--- Supplied passage ---

There’s more to St. Patrick’s Day than wearing green and drinking beer

BUCKHANNON – Today is St. Patrick’s Day – are you wearing green?

Over the years, folks seem to celebrate this special day whether they are Irish or not – and most people say they wear green to keep from being pinched, while many others celebrate by indulging in a green beer or two.

But have you considered what folks with true Irish roots do to commemorate this holiday? And just who was St. Patrick and why do we observe March 17 as St. Patrick’s Day?

Brother Roy Madigan, S.M., pastoral associate at Holy Rosary Catholic Church in Buckhannon said St. Patrick is the patron saint of Ireland, even though he was not born there.

“From what I understand, he was not originally Irish,” Madigan said. “He was a slave from Great Britain, and he was brought to Ireland.”

Although most people tell a tale that St. Patrick is known for driving the snakes out of Ireland, Madigan said he was well-known for explaining about the Blessed Trinity.

“St. Patrick would take an Irish clover and use it to talk about the Holy Trinity,” Madigan said. “He would talk about how it was a three-leaf clover – one leaf for the Father, one leaf for the Son and one leaf for the Holy Spirit, but it is still one clover and one God.”

He said St. Patrick was a slave and said he converted many Irish folks to Catholicism.

“St. Patrick was a bishop in Ireland,” Madigan explained.

Madigan, who is Irish, said when he was growing up, his family always celebrated St. Patrick’s Day by eating corned beef and cabbage.

“We also had potatoes,” he recalled. “We would celebrate with one beer at the end of dinner that we shared. If St. Patrick’s Day fell on Sunday, we would always attend Mass.”

He said other times, he and his family would celebrate St. Patrick’s Day with parties.

“Our family and friends would gather in the evening and tell stories about our grandparents who were from Ireland. We always sang ‘Danny Boy’ and ‘Tura Lura Lura.’”

Madigan said he was a Novice in Ireland for a year.

“A novice is a person who is preparation to become a member of a religious community,” he explained. “I was there for one year and fortunately, I was able to go all over Ireland.”

--- Given task 1 ---
Echo the stretch of the St. Patrick's Day article from "Over the years, folks" through "St. Patrick’s Day?" word for word.
--- Given task 2 ---
Decide whether each statement agrees with the St. Patrick's Day article. Answer yes or no, and quote the words that settle it.
(a) St. Patrick was born in Ireland.
(b) Madigan's family celebrated the day by eating corned beef and cabbage.
(c) Madigan spent two years as a Novice in Ireland.
--- Given task 3 ---
Go on with the St. Patrick's Day article from the point where it stops.
The material that comes next plays no part in this work.

--- Data rows ---
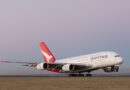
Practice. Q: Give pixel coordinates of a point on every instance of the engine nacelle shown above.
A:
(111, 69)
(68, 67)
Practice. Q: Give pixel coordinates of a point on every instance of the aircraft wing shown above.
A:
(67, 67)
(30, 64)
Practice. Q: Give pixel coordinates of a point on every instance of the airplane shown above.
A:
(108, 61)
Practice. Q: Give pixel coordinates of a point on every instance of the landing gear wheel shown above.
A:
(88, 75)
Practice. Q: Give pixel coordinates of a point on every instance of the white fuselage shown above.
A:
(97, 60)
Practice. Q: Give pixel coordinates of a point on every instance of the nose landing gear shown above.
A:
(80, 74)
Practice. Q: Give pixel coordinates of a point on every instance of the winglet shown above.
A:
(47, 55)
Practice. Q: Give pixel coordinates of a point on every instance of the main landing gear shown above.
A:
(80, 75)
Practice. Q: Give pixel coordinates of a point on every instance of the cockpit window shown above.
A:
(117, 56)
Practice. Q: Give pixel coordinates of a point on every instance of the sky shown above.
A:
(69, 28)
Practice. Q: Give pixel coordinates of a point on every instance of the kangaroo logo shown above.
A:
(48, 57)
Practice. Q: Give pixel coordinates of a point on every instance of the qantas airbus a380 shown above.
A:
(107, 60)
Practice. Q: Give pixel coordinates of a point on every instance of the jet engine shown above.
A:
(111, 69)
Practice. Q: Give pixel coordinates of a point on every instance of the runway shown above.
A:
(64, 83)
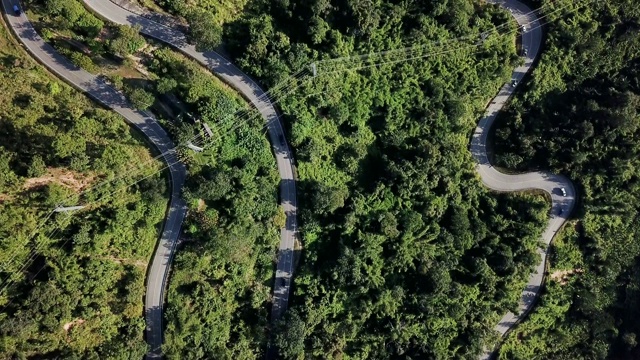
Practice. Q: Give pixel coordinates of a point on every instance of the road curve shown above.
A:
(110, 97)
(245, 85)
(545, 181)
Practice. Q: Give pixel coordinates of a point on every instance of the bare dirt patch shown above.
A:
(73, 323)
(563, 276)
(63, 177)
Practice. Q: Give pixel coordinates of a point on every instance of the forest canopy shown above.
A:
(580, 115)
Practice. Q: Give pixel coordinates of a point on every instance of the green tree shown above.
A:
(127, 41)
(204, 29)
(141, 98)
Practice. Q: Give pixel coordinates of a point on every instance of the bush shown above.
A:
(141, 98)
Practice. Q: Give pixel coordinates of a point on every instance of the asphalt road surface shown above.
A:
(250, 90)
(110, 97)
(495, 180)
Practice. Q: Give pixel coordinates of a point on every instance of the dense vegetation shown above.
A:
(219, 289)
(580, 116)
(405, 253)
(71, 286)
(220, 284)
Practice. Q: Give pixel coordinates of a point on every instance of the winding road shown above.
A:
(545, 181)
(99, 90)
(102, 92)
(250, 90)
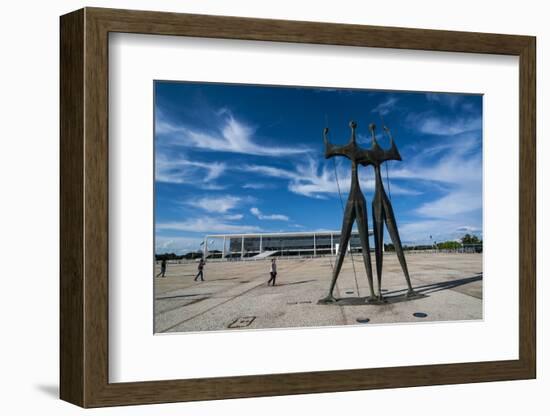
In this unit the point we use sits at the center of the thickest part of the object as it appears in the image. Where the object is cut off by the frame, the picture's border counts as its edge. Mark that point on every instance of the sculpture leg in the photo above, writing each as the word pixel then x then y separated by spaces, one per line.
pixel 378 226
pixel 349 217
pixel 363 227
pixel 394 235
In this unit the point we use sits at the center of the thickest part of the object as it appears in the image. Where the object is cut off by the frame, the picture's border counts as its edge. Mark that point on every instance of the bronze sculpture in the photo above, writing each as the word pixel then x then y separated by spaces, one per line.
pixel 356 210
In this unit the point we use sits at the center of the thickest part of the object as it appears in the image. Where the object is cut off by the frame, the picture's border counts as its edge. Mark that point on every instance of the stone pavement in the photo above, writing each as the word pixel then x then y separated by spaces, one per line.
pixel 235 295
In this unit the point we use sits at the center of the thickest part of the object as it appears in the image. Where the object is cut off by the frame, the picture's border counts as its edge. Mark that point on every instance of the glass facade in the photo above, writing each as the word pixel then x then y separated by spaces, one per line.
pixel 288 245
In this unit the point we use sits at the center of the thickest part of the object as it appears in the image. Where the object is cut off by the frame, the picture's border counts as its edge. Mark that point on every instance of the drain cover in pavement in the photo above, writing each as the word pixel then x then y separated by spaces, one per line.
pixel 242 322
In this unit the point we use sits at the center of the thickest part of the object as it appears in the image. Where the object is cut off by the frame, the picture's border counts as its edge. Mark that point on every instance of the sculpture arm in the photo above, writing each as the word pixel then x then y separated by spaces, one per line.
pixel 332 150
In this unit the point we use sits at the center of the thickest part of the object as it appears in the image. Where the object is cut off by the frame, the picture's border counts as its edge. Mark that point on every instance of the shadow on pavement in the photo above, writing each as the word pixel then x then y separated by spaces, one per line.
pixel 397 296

--- Output 1 ---
Over the years, folks seem to celebrate this special day whether they are Irish or not – and most people say they wear green to keep from being pinched, while many others celebrate by indulging in a green beer or two.

But have you considered what folks with true Irish roots do to commemorate this holiday? And just who was St. Patrick and why do we observe March 17 as St. Patrick’s Day?

--- Output 2 ---
(a) No: "even though he was not born there."
(b) Yes: "his family always celebrated St. Patrick’s Day by eating corned beef and cabbage."
(c) No: "Madigan said he was a Novice in Ireland for a year."

--- Output 3 ---
“I want to wish everyone a very happy St. Patrick’s Day,” Madigan said.

According to the online history sources, March 17 is believed to have been date of St. Patrick’s death, and he lived during the fifth century A.D.; however, historians disagree on the exact date of his birth and death.

In the “Confession of St. Patrick,” he said he was born in Roman Britain, and at the age of 16 was captured by Irish pirates and taken to Ireland, where he was enslaved for six years. His given name was Maewyn Succat, and he took the name Patrick when he became a priest.

Local resident Ruth Rase Humphrey enjoyed embracing her Irish heritage as a child and shared many Irish traditions with her own family.

“This year I made scones – blueberry, lemon and almond ones,” Humphrey said. “They were made using a recipe from my mother’s cousins. I prefer these because they are not as sweet and are more like a biscuit.”

Humphrey said she serves her scones with butter and a little bit of jam – store-bought jam – but said in the past she would make homemade jam. She said she enjoys serving them with tea and just a little sugar.

“Growing up we always drank black tea with sugar and a little bit of cream,” she said. “Now I drink Barry’s Irish tea. It’s really good and has a beautiful clear reddish-brown color.”

This year, Humphrey will serve corned beef, cabbage and red potatoes. (By the way, corned beef doesn’t contain corn; it’s named that because when the beef is cured, salt that was as large as corn kernels is thought to have been used in the process.)

Two trips to Ireland gave Humphrey the opportunity to see the beautiful green countryside, explore castles, taste many wonderful foods and meet some of her cousins.

“In 1999, my sister and I took my mother, Madalyn Hoover Rase, to Ireland to meet her cousins,” she said. “I also traveled to Ireland about three years ago with my sister as we followed my sister Pat around Ireland with her choir.”

Humphrey said while growing up, she remembers her mom singing songs, especially on St. Patrick’s Day, like “Oh Danny Boy” and “When Irish Eyes Are Smiling.”

“There were seven of us kids, and on St. Patrick’s Day, mom would make sure we wore green,” she said. “You couldn’t wear orange – getting seven kids all dressed in green was no small feat. If you didn’t wear green, you would get pinched by your friends.”

So, today is a day to celebrate life.

Whether you are Irish or not, you might enjoy sitting down to a nice cup of warm tea, enjoying a scone and having a special dinner with corned beef, cabbage and potatoes.

If you’re looking for other ways to celebrate St. Patrick’s Day, dress in green, sing traditional Irish songs and pinch those around you who aren’t wearing green.

Another idea?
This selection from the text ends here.